--- start Rows ---
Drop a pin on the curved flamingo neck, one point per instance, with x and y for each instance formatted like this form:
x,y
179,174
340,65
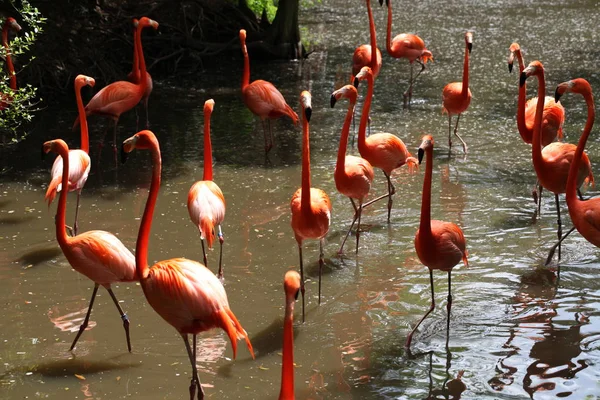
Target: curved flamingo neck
x,y
9,64
246,74
85,140
364,118
207,149
571,194
287,367
425,224
141,248
339,168
305,200
526,134
61,209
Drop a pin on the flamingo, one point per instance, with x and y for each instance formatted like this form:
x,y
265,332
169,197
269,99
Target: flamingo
x,y
439,244
291,285
134,75
353,175
206,203
79,159
183,292
383,150
99,255
409,46
584,214
311,208
553,117
262,98
9,23
456,96
552,163
122,96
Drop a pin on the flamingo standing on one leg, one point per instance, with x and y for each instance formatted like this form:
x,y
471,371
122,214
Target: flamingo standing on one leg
x,y
353,175
9,23
552,163
383,150
585,214
206,203
79,159
456,96
439,244
552,120
291,285
183,292
122,96
311,208
262,98
99,255
409,46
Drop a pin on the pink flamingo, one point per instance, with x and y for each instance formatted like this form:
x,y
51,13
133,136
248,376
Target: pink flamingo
x,y
383,150
262,98
99,255
291,285
456,96
552,163
206,204
79,159
134,75
183,292
311,208
440,245
353,175
409,46
122,96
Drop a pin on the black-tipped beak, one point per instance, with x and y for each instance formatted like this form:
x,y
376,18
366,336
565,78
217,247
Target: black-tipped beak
x,y
124,154
308,113
522,78
557,95
333,101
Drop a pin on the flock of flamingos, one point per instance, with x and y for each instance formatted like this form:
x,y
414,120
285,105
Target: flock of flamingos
x,y
192,298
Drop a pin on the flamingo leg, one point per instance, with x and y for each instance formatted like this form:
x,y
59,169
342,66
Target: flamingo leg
x,y
409,338
87,317
124,317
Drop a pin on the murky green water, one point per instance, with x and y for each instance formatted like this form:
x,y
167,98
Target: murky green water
x,y
517,330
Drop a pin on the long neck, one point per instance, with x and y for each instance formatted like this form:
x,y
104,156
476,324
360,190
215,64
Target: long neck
x,y
536,143
465,88
9,65
526,134
364,118
85,140
141,248
373,37
425,226
571,194
207,149
287,367
246,74
305,201
339,169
--- end Rows ---
- Short task
Repeat exactly the lines above, starting with the line that contains "Drop a pin on the flamingo leg, one" and ending with the last line, both included, and nothing else.

- Worked answer
Drop a pin on the flamingo leg, one point per instance, with x and y for each instance formatted like this form:
x,y
59,169
342,66
Target: flamingo leg
x,y
409,338
87,317
124,317
Drop a pin on the murky green water, one point per instance, with x and y for each instance formatted like this form:
x,y
167,98
Target: murky green water
x,y
517,330
Drop a pin on the long neck, one point per instance, with x and y for each instance formatted like this form:
x,y
104,156
476,324
360,190
215,64
Target: long neck
x,y
536,143
465,88
9,65
526,134
364,118
85,140
141,248
373,37
425,226
571,194
207,149
287,367
246,74
305,201
339,169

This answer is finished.